I don't think so to be frank. When compared to Japanese or Arabic, once could
say English was created solely for printing. I'm a native Arabic speaker, so I
can appreciate why people would claim it's a difficult language to print. Word
processors and some browsers, to this very day, sometimes have trouble
rendering Arabic properly, especially when it comes to linking characters and
Arabic punctuation.

> Telegrams historically looked like crap... they couldn't even have
> punctuation!.

English punctuation does not significantly alter meaning in my opinion. You
have sentence-ending punctuation, which is used to differentiate mainly
between a statement and a question. Then you have separator punctuation, like
commas, semi-colons, and colons. I don't see them making much of a change
either. And finally, the apostrophe and quotation mark. In addition, telegrams
are short messages, so there usually is no need to convey complex meanings.
Therefore, it would have been a slight inconvenience for telegram users at
most.

- _Written instruction 1_
Sum up the post on printing and punctuation in two sentences.
- _Written instruction 2_
Carry on the post on printing and punctuation from its final sentence.
The records have no connection to the post on printing and punctuation.

- _Information provided_
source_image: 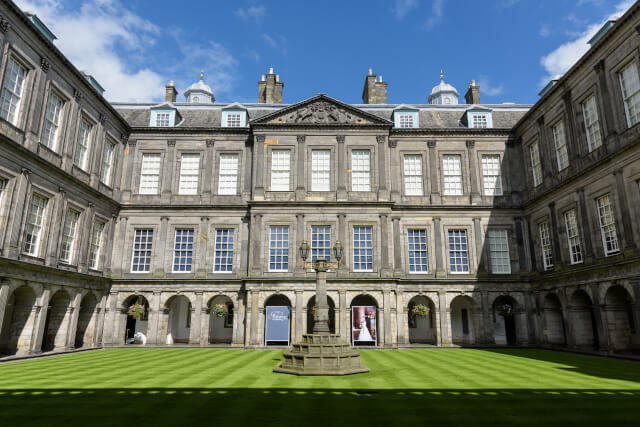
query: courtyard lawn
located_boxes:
[0,348,640,427]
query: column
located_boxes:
[376,135,389,202]
[253,135,265,200]
[613,169,636,251]
[466,139,481,205]
[189,291,202,345]
[391,216,402,276]
[162,139,176,203]
[427,139,442,205]
[202,139,217,203]
[296,135,307,200]
[336,135,347,201]
[438,290,451,347]
[379,214,391,276]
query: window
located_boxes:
[529,141,542,187]
[140,153,160,194]
[442,154,462,196]
[311,225,331,262]
[100,141,114,185]
[311,150,331,191]
[73,119,91,170]
[538,221,553,270]
[41,92,64,151]
[218,154,238,195]
[582,95,602,152]
[131,228,153,273]
[351,150,371,191]
[487,230,511,274]
[551,121,569,171]
[178,154,200,194]
[156,111,171,127]
[271,150,291,191]
[173,228,193,273]
[89,221,104,270]
[269,225,289,271]
[213,228,234,273]
[0,58,27,125]
[618,61,640,127]
[449,230,469,273]
[482,154,502,196]
[596,194,620,255]
[60,209,80,263]
[353,225,373,271]
[407,229,429,273]
[404,154,423,196]
[564,209,582,264]
[23,194,47,256]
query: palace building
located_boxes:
[0,1,640,356]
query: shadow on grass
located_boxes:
[481,348,640,384]
[0,388,640,427]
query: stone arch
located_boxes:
[449,295,482,345]
[207,294,235,344]
[491,295,520,345]
[542,292,567,346]
[0,285,37,355]
[407,295,437,345]
[569,289,599,350]
[350,294,380,346]
[74,291,98,348]
[604,285,637,352]
[306,295,336,334]
[41,289,73,351]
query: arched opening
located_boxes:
[569,289,600,350]
[604,285,636,352]
[42,291,71,351]
[123,295,149,344]
[165,295,191,345]
[351,295,378,346]
[0,286,36,355]
[450,295,480,345]
[492,295,518,345]
[542,294,567,346]
[264,294,291,346]
[74,292,98,348]
[307,295,336,334]
[407,295,436,345]
[207,295,234,344]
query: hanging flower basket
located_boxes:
[411,304,430,316]
[213,304,229,317]
[498,304,513,317]
[127,303,145,320]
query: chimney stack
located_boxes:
[464,80,480,104]
[164,80,178,102]
[258,67,284,104]
[362,68,387,104]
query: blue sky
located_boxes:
[17,0,633,104]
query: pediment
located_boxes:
[252,94,392,126]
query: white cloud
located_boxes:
[391,0,419,21]
[539,0,633,87]
[424,0,444,31]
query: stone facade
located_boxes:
[0,2,640,354]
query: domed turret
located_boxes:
[184,71,216,104]
[429,71,460,104]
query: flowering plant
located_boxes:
[411,304,430,316]
[213,304,229,317]
[127,303,145,320]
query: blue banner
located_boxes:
[265,306,291,344]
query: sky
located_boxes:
[16,0,633,104]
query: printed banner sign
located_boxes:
[351,305,378,345]
[265,305,291,345]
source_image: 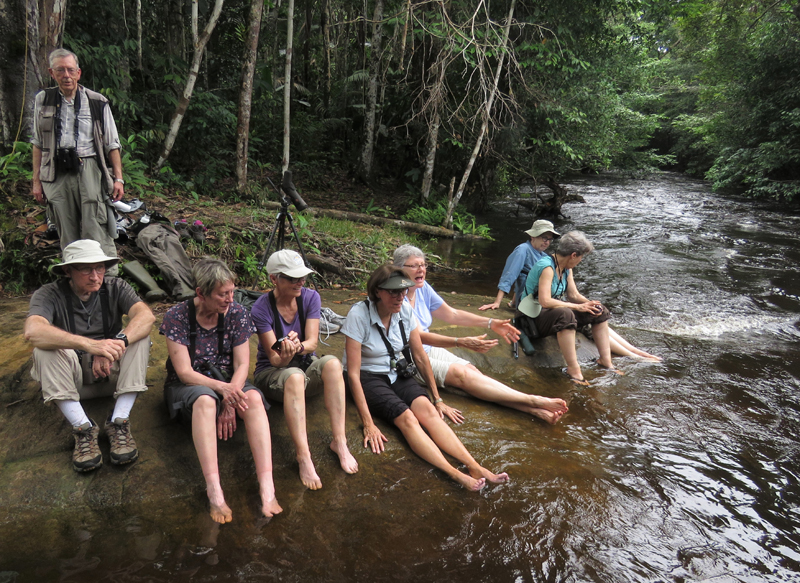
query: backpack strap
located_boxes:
[60,279,115,339]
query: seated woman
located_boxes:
[252,249,358,490]
[519,231,622,385]
[393,245,567,423]
[478,220,561,311]
[342,265,508,491]
[478,220,661,362]
[159,259,282,524]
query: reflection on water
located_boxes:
[0,175,800,582]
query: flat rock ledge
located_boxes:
[0,290,597,536]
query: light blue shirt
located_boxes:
[342,298,419,384]
[405,281,444,352]
[519,255,570,301]
[497,241,546,305]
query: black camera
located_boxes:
[56,148,81,172]
[195,361,231,383]
[272,336,288,352]
[394,356,417,379]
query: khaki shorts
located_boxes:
[253,354,337,403]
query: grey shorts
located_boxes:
[253,354,336,403]
[164,381,269,425]
[414,346,470,389]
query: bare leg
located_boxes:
[556,328,583,380]
[322,359,358,474]
[283,373,322,490]
[239,391,283,518]
[445,363,568,423]
[608,326,662,362]
[192,395,233,524]
[411,397,508,483]
[592,322,614,369]
[394,410,486,492]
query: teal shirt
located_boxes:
[520,255,570,300]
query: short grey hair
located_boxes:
[192,257,236,296]
[557,231,594,257]
[392,243,425,267]
[47,49,81,69]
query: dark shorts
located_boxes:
[361,371,428,422]
[164,381,269,425]
[533,306,611,336]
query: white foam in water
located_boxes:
[637,314,793,339]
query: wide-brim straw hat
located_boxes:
[50,239,119,275]
[525,219,561,237]
[267,249,316,277]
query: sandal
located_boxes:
[561,367,589,387]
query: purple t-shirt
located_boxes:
[158,300,255,384]
[251,287,322,374]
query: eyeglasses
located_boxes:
[278,273,306,285]
[72,265,106,275]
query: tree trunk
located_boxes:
[422,53,447,200]
[136,0,144,73]
[0,0,67,148]
[236,0,264,192]
[320,0,331,114]
[156,0,225,170]
[356,0,383,183]
[444,0,517,229]
[281,0,294,175]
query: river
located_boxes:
[0,174,800,583]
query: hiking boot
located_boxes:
[105,417,139,465]
[72,419,103,472]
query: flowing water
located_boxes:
[0,175,800,582]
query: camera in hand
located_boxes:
[195,361,230,383]
[56,148,81,172]
[272,336,289,352]
[394,356,417,379]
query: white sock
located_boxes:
[56,401,89,427]
[111,393,139,421]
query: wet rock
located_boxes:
[0,291,596,528]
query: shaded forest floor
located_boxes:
[0,168,466,296]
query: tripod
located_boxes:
[252,171,319,291]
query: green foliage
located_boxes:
[0,142,33,184]
[403,200,492,239]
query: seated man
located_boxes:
[252,249,358,490]
[24,239,155,472]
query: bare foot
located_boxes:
[206,484,233,524]
[297,458,322,490]
[331,439,358,474]
[211,502,233,524]
[452,471,486,492]
[261,496,283,518]
[469,466,508,484]
[531,408,566,425]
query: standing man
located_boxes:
[478,220,560,310]
[31,49,125,275]
[24,240,155,472]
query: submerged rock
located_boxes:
[0,291,596,528]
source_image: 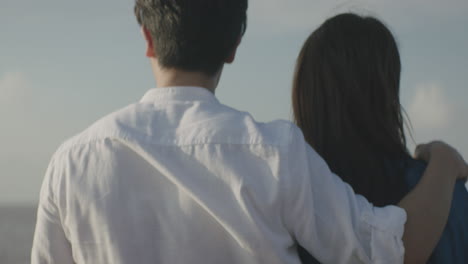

- _Right answer 1_
The writer, a native Arabic speaker, says that compared with Japanese or Arabic, English could be said to have been made solely for printing, and notes that word processors and some browsers still sometimes render Arabic poorly, especially linked characters and Arabic punctuation. Answering the point that telegrams lacked punctuation, the writer holds that English punctuation does not significantly alter meaning and that, because telegrams are short messages, its absence was at most a slight inconvenience.

- _Right answer 2_
In Arabic, changing a punctuation mark above a single letter in a word can
change the word's meaning entirely. Furthermore, letters are linked together
to form words - this is not essential, but would make things much more
difficult to read. Also, the position of a letter in a word dictates its
"shape". This introduces a ton of variation to the letters of the language,
making it difficult for even modern keyboards to get right. I'd imagine it
would have been even more complex at the beginning.

Of course, I think that the main barrier to widespread adoption of the
printing press in the Arab World was more related to demand than anything
else. At the time of the Industrial Revolution and slightly before it, the
Arab countries' least concern was printing books, as they were too busy
dealing with the imperialist occupation.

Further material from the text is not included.